Photo-based referring expression data:
-*-*-

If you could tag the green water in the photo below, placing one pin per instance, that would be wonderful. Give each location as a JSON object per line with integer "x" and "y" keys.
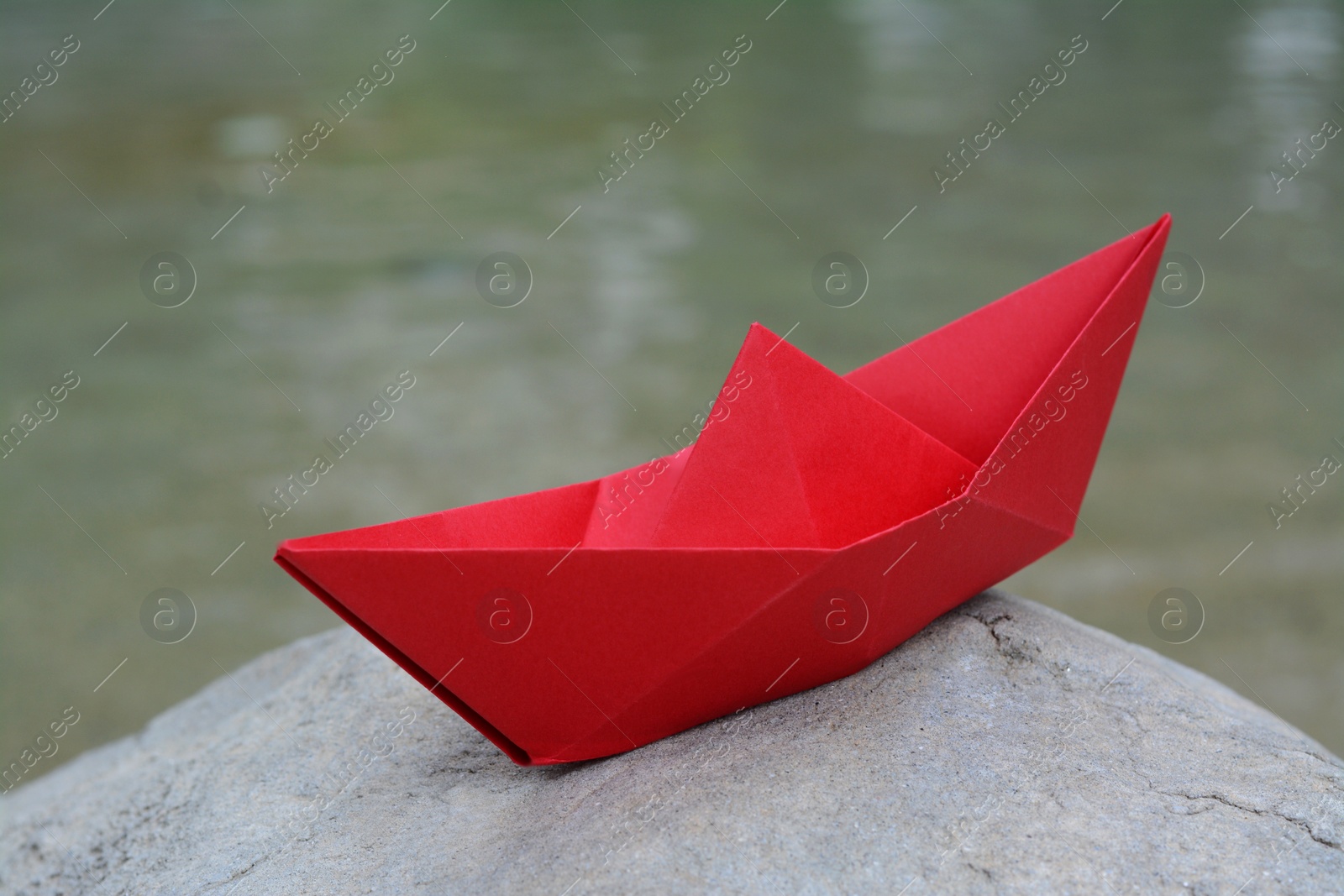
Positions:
{"x": 488, "y": 136}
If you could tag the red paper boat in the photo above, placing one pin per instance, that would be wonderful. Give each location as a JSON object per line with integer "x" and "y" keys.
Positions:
{"x": 817, "y": 523}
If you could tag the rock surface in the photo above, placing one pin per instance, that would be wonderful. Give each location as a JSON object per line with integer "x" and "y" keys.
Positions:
{"x": 1005, "y": 750}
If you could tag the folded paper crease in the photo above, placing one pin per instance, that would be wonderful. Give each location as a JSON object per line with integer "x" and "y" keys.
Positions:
{"x": 816, "y": 523}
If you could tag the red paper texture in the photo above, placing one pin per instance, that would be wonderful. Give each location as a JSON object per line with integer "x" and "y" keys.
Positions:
{"x": 816, "y": 523}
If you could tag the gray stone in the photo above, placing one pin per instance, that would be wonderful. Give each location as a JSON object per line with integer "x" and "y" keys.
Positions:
{"x": 1005, "y": 750}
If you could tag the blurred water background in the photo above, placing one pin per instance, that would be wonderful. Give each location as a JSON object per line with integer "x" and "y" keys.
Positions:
{"x": 362, "y": 261}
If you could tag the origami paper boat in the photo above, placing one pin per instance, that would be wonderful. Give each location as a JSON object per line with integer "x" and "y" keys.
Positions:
{"x": 816, "y": 524}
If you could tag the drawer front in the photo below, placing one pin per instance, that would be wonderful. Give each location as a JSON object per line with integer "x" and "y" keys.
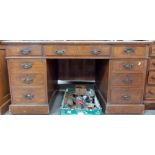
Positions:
{"x": 126, "y": 96}
{"x": 26, "y": 65}
{"x": 130, "y": 51}
{"x": 151, "y": 78}
{"x": 153, "y": 50}
{"x": 152, "y": 64}
{"x": 27, "y": 80}
{"x": 59, "y": 50}
{"x": 28, "y": 95}
{"x": 130, "y": 80}
{"x": 150, "y": 92}
{"x": 94, "y": 51}
{"x": 118, "y": 66}
{"x": 24, "y": 50}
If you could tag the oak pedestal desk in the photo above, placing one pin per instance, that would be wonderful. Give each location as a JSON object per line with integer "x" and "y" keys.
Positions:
{"x": 123, "y": 72}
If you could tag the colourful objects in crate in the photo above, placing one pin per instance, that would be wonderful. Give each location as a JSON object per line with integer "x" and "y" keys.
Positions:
{"x": 80, "y": 100}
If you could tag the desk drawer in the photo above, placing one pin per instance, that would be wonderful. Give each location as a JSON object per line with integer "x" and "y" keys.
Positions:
{"x": 29, "y": 95}
{"x": 24, "y": 50}
{"x": 130, "y": 51}
{"x": 124, "y": 66}
{"x": 26, "y": 65}
{"x": 153, "y": 50}
{"x": 130, "y": 80}
{"x": 150, "y": 92}
{"x": 126, "y": 96}
{"x": 152, "y": 64}
{"x": 27, "y": 80}
{"x": 59, "y": 50}
{"x": 151, "y": 77}
{"x": 94, "y": 50}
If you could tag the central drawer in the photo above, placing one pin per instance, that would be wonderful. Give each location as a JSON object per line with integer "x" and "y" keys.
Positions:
{"x": 126, "y": 96}
{"x": 94, "y": 50}
{"x": 127, "y": 66}
{"x": 28, "y": 95}
{"x": 130, "y": 80}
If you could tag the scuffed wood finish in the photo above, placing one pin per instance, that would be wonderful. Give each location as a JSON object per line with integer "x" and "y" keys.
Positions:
{"x": 4, "y": 83}
{"x": 93, "y": 51}
{"x": 130, "y": 51}
{"x": 31, "y": 88}
{"x": 149, "y": 96}
{"x": 118, "y": 68}
{"x": 127, "y": 79}
{"x": 18, "y": 50}
{"x": 59, "y": 50}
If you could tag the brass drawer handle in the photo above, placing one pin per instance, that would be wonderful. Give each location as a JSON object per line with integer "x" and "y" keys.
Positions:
{"x": 25, "y": 51}
{"x": 26, "y": 66}
{"x": 150, "y": 92}
{"x": 127, "y": 80}
{"x": 128, "y": 66}
{"x": 60, "y": 51}
{"x": 29, "y": 96}
{"x": 153, "y": 77}
{"x": 95, "y": 52}
{"x": 126, "y": 97}
{"x": 129, "y": 50}
{"x": 27, "y": 80}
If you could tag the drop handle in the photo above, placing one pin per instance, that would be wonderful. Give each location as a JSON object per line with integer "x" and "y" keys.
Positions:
{"x": 26, "y": 66}
{"x": 153, "y": 77}
{"x": 150, "y": 92}
{"x": 129, "y": 50}
{"x": 25, "y": 51}
{"x": 60, "y": 51}
{"x": 126, "y": 97}
{"x": 29, "y": 96}
{"x": 128, "y": 66}
{"x": 27, "y": 80}
{"x": 127, "y": 80}
{"x": 95, "y": 52}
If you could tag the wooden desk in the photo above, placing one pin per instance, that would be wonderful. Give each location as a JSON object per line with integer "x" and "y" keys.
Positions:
{"x": 121, "y": 71}
{"x": 4, "y": 82}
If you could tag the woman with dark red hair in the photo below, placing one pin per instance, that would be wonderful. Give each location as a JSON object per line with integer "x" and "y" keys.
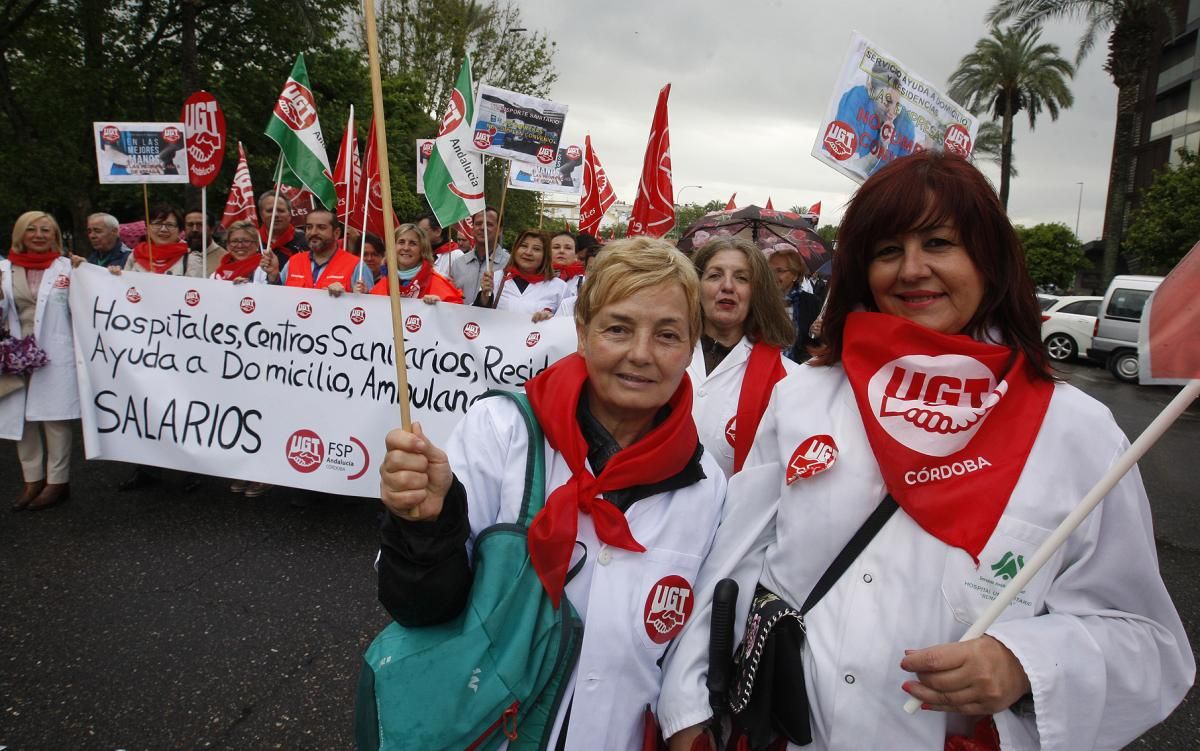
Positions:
{"x": 900, "y": 480}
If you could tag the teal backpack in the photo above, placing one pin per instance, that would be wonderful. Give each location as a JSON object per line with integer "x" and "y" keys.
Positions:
{"x": 498, "y": 671}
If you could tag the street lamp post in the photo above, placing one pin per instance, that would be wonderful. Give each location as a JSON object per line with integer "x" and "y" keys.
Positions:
{"x": 1079, "y": 208}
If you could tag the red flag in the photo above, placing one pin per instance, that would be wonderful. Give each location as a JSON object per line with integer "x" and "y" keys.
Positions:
{"x": 598, "y": 193}
{"x": 240, "y": 204}
{"x": 372, "y": 192}
{"x": 1168, "y": 344}
{"x": 653, "y": 211}
{"x": 348, "y": 174}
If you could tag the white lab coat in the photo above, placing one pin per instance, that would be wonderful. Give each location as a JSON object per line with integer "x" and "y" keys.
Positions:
{"x": 1096, "y": 630}
{"x": 617, "y": 674}
{"x": 537, "y": 296}
{"x": 53, "y": 391}
{"x": 442, "y": 262}
{"x": 714, "y": 398}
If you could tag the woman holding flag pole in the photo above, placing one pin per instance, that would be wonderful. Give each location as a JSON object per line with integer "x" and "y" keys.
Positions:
{"x": 934, "y": 395}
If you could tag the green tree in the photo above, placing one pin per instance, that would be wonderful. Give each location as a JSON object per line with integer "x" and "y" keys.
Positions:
{"x": 1011, "y": 71}
{"x": 688, "y": 214}
{"x": 427, "y": 38}
{"x": 1167, "y": 222}
{"x": 1132, "y": 42}
{"x": 1053, "y": 253}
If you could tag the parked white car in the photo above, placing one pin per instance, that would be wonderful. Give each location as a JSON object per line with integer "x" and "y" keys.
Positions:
{"x": 1067, "y": 325}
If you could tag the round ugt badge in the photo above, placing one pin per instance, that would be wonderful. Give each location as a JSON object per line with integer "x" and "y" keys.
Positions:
{"x": 667, "y": 607}
{"x": 811, "y": 457}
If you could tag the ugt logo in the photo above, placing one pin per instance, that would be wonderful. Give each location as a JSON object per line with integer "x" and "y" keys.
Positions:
{"x": 1008, "y": 566}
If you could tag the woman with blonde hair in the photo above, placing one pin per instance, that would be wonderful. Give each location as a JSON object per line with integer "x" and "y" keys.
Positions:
{"x": 625, "y": 480}
{"x": 739, "y": 356}
{"x": 34, "y": 282}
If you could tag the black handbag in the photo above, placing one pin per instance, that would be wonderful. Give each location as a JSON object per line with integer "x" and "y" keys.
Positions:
{"x": 769, "y": 698}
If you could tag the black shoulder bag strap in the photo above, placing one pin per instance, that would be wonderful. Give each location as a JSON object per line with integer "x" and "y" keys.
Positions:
{"x": 850, "y": 553}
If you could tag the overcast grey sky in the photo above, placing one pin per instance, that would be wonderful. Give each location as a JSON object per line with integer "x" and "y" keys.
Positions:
{"x": 751, "y": 79}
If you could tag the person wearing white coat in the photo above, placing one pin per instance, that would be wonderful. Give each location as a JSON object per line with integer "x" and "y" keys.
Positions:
{"x": 35, "y": 282}
{"x": 618, "y": 406}
{"x": 744, "y": 324}
{"x": 934, "y": 389}
{"x": 527, "y": 283}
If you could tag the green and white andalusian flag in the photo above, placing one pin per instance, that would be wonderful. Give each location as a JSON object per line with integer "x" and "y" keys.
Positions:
{"x": 454, "y": 178}
{"x": 295, "y": 127}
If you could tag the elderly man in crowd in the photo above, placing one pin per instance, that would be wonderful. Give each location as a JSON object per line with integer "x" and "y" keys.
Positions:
{"x": 467, "y": 270}
{"x": 103, "y": 235}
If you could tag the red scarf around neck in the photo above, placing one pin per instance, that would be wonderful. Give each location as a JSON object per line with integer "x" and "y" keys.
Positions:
{"x": 569, "y": 271}
{"x": 165, "y": 256}
{"x": 555, "y": 395}
{"x": 951, "y": 421}
{"x": 40, "y": 262}
{"x": 514, "y": 272}
{"x": 763, "y": 371}
{"x": 280, "y": 240}
{"x": 231, "y": 269}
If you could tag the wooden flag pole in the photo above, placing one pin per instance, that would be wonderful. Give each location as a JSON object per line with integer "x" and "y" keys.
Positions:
{"x": 145, "y": 208}
{"x": 389, "y": 232}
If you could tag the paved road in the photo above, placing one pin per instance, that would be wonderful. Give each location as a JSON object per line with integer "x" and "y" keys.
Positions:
{"x": 172, "y": 619}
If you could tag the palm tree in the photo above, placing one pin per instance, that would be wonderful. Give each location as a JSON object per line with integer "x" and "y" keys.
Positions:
{"x": 1132, "y": 41}
{"x": 1011, "y": 71}
{"x": 988, "y": 145}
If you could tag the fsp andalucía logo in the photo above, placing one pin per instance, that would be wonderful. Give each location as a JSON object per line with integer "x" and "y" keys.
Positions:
{"x": 934, "y": 404}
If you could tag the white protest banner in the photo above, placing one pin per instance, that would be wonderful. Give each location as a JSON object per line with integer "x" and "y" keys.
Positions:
{"x": 515, "y": 126}
{"x": 137, "y": 152}
{"x": 424, "y": 151}
{"x": 880, "y": 110}
{"x": 277, "y": 384}
{"x": 563, "y": 175}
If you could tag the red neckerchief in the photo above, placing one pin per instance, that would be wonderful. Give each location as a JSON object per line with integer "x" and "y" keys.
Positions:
{"x": 763, "y": 371}
{"x": 555, "y": 395}
{"x": 533, "y": 278}
{"x": 280, "y": 240}
{"x": 951, "y": 421}
{"x": 231, "y": 269}
{"x": 165, "y": 256}
{"x": 40, "y": 262}
{"x": 569, "y": 271}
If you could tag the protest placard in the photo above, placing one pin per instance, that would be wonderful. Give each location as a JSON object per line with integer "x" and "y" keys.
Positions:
{"x": 138, "y": 152}
{"x": 279, "y": 384}
{"x": 563, "y": 175}
{"x": 881, "y": 110}
{"x": 424, "y": 151}
{"x": 515, "y": 126}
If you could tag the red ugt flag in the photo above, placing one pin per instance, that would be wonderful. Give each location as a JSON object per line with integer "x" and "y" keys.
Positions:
{"x": 654, "y": 206}
{"x": 240, "y": 204}
{"x": 371, "y": 192}
{"x": 1168, "y": 344}
{"x": 598, "y": 193}
{"x": 348, "y": 174}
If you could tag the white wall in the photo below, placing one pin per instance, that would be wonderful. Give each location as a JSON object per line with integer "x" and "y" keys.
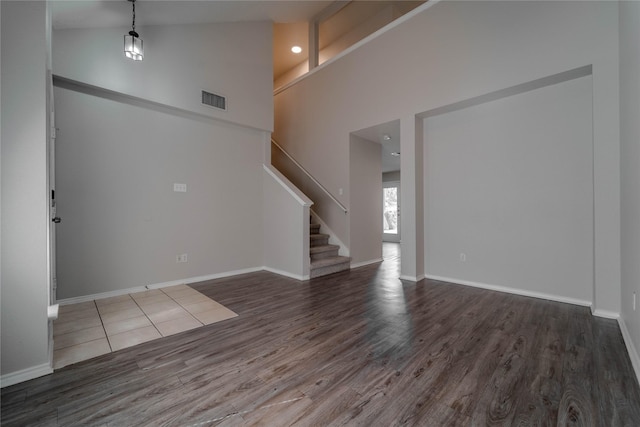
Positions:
{"x": 630, "y": 176}
{"x": 366, "y": 189}
{"x": 449, "y": 52}
{"x": 25, "y": 216}
{"x": 286, "y": 226}
{"x": 509, "y": 184}
{"x": 118, "y": 157}
{"x": 233, "y": 60}
{"x": 122, "y": 223}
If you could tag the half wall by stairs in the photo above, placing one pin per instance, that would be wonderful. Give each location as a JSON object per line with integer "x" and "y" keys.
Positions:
{"x": 324, "y": 256}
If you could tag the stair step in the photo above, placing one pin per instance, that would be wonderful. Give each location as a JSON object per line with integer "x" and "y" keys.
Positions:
{"x": 323, "y": 251}
{"x": 326, "y": 266}
{"x": 318, "y": 239}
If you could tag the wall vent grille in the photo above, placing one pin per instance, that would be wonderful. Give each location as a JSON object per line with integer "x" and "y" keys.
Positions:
{"x": 213, "y": 100}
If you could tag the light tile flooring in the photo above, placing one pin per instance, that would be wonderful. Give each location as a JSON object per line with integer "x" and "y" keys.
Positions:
{"x": 90, "y": 329}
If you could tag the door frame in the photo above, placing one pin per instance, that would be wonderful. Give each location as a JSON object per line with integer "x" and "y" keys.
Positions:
{"x": 389, "y": 237}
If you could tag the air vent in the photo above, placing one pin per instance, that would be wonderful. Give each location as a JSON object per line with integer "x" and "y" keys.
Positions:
{"x": 213, "y": 100}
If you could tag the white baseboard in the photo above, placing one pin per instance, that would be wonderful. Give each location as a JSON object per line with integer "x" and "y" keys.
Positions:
{"x": 515, "y": 291}
{"x": 286, "y": 273}
{"x": 186, "y": 281}
{"x": 204, "y": 278}
{"x": 604, "y": 313}
{"x": 363, "y": 263}
{"x": 102, "y": 295}
{"x": 412, "y": 278}
{"x": 633, "y": 354}
{"x": 25, "y": 375}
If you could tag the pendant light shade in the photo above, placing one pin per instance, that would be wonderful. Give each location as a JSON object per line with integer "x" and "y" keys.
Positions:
{"x": 132, "y": 42}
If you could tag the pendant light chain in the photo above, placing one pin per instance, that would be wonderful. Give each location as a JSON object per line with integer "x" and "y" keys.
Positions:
{"x": 133, "y": 24}
{"x": 132, "y": 43}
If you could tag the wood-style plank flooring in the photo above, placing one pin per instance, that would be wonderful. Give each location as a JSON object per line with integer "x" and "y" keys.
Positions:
{"x": 356, "y": 348}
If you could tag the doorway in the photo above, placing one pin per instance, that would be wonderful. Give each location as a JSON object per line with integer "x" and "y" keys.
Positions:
{"x": 391, "y": 211}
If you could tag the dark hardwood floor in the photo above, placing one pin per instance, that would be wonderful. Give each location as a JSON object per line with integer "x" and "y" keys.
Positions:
{"x": 354, "y": 348}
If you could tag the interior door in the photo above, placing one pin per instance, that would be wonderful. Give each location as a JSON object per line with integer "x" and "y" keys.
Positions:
{"x": 52, "y": 198}
{"x": 391, "y": 211}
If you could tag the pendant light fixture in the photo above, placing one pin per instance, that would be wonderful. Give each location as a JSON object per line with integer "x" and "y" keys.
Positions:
{"x": 132, "y": 42}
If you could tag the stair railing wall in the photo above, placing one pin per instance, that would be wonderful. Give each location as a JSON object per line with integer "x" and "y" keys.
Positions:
{"x": 327, "y": 207}
{"x": 286, "y": 226}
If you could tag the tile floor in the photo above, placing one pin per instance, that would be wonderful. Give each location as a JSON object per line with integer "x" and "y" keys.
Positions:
{"x": 90, "y": 329}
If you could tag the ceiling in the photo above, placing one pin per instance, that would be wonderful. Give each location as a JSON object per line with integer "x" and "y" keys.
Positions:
{"x": 68, "y": 14}
{"x": 117, "y": 13}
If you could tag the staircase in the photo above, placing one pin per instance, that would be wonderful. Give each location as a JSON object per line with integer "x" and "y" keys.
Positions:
{"x": 324, "y": 257}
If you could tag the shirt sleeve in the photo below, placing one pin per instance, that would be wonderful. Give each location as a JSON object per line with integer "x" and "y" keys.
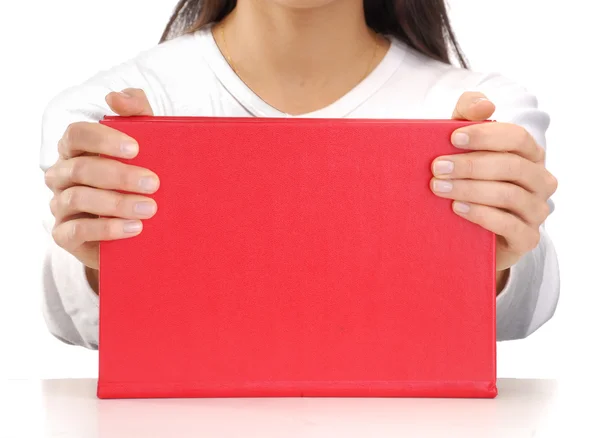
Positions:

-*-*-

What you return should be only the exact lines from the top of the entries through the line with "If you could tag the rock", minus the pictures.

If you could tag the green water in the photo below, placing one pin per instance, that would be wonderful. Give each location as a JSON object per line with integer "x" and "y" keys.
Positions:
{"x": 488, "y": 136}
If you could tag the red paper boat in the photo above, placing one pin per instance, that would be wonderful. Give each location as a JSON object per line with integer "x" and "y" keys.
Positions:
{"x": 817, "y": 523}
If you could tag the rock surface in the photo above, placing one pin per instance, that would be wonderful. Give each location as a JSON object per line with integer "x" and "y" keys.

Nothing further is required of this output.